▸ EXERCISE DIRECTIONS:
Whenever the word "speckles" shows up in a line of the data, copy that line.

▸ INFORMATION SHOWN:
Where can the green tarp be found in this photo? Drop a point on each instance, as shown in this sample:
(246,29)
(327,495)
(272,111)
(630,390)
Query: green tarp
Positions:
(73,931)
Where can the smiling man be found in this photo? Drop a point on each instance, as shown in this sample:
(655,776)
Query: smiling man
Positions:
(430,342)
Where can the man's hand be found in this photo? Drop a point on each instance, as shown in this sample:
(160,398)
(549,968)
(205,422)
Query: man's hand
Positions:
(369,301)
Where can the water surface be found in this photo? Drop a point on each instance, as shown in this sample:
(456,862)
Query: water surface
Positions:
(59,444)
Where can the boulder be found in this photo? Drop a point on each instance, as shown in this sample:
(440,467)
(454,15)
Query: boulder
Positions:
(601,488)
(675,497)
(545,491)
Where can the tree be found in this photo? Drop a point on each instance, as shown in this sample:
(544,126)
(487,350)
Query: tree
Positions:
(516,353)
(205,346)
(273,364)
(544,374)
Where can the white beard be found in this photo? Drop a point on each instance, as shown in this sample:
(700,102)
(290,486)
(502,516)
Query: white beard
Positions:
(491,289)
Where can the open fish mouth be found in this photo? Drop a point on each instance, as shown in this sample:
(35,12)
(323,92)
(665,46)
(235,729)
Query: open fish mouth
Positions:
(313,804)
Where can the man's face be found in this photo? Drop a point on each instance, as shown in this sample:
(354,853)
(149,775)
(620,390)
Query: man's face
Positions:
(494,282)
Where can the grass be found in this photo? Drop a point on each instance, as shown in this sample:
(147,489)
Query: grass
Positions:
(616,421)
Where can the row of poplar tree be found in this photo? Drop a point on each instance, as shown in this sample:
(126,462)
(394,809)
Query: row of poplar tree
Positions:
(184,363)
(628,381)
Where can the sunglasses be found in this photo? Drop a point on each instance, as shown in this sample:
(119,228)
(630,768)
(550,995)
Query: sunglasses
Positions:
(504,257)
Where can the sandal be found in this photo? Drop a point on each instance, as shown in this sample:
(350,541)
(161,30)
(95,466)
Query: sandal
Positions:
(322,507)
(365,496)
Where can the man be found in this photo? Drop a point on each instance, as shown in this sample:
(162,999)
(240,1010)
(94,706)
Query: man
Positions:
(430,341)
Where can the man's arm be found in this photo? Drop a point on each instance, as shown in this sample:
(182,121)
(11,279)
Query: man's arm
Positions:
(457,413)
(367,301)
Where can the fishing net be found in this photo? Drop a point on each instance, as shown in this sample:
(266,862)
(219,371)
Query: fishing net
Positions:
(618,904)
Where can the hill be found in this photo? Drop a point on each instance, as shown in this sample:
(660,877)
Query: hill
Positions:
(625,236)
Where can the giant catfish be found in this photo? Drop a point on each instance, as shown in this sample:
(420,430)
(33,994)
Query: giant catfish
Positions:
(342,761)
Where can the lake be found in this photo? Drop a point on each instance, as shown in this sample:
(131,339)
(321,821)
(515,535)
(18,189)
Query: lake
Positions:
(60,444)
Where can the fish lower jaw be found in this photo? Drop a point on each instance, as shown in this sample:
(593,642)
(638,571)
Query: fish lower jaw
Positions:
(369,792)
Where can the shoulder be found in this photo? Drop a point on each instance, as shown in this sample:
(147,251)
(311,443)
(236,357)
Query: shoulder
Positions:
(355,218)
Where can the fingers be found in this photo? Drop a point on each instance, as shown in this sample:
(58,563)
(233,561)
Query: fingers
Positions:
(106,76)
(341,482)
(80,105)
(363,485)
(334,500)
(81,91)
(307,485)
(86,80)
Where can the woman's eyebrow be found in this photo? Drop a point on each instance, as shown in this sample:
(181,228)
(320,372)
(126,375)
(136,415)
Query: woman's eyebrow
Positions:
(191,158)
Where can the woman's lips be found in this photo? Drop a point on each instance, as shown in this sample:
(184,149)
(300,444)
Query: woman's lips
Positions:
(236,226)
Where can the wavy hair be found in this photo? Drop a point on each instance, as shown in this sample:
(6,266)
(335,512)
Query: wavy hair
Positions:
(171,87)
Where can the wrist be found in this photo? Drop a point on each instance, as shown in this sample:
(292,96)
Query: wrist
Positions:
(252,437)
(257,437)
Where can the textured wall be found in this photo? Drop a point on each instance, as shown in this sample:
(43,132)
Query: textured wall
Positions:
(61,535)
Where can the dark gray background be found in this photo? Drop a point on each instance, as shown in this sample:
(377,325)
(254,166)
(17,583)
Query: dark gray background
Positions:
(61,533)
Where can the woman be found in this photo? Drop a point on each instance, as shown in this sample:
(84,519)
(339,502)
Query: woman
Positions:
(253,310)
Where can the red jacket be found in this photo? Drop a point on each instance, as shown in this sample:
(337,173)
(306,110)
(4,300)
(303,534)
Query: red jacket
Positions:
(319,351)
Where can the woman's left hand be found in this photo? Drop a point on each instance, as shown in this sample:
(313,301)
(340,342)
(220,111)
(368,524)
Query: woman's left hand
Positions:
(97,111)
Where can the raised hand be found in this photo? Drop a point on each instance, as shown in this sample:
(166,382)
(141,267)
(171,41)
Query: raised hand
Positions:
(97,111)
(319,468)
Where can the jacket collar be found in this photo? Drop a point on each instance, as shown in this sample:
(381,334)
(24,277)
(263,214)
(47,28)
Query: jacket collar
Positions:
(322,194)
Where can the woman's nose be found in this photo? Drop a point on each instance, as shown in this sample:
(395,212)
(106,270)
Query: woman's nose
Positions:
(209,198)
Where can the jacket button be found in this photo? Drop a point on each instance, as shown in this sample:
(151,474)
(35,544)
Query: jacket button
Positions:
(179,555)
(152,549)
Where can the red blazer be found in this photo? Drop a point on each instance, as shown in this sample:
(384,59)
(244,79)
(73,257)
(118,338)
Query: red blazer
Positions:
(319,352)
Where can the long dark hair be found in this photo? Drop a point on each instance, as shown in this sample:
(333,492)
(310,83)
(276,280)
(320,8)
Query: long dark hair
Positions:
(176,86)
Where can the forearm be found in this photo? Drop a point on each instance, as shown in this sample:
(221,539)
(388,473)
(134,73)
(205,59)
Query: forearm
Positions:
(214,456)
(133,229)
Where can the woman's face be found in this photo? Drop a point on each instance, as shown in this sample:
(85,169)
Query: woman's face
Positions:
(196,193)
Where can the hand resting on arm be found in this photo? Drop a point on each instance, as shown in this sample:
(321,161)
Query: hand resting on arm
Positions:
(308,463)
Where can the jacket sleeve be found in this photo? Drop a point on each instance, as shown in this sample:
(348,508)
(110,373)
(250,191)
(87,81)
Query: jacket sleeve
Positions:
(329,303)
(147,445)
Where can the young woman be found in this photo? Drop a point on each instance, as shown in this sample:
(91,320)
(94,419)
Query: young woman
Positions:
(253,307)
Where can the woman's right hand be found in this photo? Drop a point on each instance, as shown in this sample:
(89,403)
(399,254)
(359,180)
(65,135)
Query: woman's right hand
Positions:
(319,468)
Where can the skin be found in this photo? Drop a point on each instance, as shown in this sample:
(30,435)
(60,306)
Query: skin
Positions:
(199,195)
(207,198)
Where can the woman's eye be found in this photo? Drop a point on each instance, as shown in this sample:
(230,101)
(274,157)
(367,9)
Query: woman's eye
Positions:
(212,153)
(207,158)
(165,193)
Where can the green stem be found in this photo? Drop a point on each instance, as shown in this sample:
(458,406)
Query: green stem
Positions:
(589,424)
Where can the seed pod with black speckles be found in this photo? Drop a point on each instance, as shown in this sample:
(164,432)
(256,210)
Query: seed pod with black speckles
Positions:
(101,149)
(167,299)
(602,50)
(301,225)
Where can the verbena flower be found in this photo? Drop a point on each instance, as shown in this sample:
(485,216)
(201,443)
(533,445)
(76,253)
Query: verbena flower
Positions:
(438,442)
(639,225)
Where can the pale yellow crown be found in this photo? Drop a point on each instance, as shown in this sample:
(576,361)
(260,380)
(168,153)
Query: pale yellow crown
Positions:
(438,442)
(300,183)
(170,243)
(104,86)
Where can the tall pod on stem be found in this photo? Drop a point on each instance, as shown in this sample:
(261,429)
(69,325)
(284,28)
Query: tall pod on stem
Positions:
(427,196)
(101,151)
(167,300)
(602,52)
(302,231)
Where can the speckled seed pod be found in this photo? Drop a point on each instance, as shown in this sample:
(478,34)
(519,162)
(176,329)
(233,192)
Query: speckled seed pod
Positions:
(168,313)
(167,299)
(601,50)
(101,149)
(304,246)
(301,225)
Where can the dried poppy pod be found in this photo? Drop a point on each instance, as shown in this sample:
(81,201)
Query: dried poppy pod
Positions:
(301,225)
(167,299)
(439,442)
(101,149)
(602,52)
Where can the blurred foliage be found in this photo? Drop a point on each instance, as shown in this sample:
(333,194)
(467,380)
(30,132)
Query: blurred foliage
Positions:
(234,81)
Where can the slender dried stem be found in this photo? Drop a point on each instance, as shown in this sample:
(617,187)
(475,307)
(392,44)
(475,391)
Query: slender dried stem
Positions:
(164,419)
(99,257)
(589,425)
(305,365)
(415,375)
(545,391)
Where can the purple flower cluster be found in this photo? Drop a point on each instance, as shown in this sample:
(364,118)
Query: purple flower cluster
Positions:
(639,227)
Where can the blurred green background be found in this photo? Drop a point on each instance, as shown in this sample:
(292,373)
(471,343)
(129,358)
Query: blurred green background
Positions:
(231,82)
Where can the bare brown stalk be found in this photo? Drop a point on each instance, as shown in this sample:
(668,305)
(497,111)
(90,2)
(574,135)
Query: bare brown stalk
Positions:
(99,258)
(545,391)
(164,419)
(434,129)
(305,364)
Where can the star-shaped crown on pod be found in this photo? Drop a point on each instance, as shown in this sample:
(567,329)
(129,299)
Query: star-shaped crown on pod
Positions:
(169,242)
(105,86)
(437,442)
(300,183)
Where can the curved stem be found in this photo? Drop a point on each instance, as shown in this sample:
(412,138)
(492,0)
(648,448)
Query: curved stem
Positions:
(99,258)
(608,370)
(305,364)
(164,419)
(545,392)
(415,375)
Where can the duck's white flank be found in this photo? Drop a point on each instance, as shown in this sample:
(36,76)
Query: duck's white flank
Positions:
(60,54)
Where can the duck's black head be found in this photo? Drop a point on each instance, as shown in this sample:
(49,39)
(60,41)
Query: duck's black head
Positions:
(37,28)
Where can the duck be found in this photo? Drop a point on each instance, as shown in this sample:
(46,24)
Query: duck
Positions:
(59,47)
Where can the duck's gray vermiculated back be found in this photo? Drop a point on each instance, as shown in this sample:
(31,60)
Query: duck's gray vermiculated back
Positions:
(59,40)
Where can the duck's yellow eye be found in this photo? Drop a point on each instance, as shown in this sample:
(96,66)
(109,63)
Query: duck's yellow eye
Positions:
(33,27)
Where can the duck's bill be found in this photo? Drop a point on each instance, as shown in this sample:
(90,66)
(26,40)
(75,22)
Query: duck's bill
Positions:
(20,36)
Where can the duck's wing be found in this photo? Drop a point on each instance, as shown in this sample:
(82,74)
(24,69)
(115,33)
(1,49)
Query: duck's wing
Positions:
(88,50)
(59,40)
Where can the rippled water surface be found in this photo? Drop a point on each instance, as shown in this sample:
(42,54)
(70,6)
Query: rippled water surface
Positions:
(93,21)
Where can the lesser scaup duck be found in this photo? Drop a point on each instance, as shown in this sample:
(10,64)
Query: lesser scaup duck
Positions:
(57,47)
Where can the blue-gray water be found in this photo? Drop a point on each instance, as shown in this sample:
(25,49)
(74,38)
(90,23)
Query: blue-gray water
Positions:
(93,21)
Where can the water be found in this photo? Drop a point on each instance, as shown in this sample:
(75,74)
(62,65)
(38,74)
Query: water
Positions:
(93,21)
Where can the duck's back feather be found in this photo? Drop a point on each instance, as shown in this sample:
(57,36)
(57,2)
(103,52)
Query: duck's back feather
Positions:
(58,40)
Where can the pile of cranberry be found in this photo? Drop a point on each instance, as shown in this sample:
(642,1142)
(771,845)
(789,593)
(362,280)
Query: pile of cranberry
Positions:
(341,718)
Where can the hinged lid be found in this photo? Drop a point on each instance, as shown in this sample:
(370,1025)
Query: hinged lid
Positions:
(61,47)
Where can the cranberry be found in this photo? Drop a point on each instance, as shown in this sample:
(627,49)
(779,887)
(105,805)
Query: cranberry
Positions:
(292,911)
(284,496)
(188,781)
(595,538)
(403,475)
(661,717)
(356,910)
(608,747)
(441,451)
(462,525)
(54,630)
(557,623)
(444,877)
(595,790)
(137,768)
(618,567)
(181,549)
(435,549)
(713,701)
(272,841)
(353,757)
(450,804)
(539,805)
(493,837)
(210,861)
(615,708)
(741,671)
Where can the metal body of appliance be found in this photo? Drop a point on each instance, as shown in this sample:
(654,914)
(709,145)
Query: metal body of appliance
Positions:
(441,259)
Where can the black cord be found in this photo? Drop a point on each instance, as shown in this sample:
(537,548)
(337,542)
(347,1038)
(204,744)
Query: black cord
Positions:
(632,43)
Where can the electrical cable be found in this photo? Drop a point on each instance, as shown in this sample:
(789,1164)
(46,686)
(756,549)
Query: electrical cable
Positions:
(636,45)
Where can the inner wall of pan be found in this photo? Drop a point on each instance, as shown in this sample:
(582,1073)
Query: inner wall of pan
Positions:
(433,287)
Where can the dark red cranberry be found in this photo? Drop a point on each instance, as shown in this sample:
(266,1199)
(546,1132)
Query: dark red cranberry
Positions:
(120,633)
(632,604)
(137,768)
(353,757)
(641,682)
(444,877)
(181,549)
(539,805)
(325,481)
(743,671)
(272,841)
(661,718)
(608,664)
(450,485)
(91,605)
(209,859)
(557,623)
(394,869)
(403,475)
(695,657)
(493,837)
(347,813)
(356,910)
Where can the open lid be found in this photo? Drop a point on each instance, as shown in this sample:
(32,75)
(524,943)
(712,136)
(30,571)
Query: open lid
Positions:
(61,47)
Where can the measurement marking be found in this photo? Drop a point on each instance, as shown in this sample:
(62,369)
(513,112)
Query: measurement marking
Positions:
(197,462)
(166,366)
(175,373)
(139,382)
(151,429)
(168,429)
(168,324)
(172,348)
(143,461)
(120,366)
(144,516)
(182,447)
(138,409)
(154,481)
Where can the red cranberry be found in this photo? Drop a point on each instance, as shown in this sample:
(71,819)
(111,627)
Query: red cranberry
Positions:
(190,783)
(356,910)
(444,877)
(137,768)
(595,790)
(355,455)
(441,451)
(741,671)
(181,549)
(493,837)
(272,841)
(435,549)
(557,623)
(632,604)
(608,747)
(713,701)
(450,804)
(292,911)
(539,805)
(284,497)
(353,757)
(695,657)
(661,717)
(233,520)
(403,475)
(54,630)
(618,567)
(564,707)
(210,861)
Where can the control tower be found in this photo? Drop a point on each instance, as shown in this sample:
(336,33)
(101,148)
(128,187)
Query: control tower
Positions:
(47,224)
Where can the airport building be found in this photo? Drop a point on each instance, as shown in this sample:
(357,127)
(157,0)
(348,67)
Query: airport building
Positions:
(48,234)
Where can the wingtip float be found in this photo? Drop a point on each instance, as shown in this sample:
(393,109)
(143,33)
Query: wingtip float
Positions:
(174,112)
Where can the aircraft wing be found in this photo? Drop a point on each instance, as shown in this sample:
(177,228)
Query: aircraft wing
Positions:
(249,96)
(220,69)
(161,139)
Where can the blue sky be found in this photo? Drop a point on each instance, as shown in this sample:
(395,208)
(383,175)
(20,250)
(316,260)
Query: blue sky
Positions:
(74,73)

▸ TASK RESULT:
Where can the seed pod with black speckles be found in this photo? Drop a point on each instance, as shown in this sample:
Query: seed pod with black speckles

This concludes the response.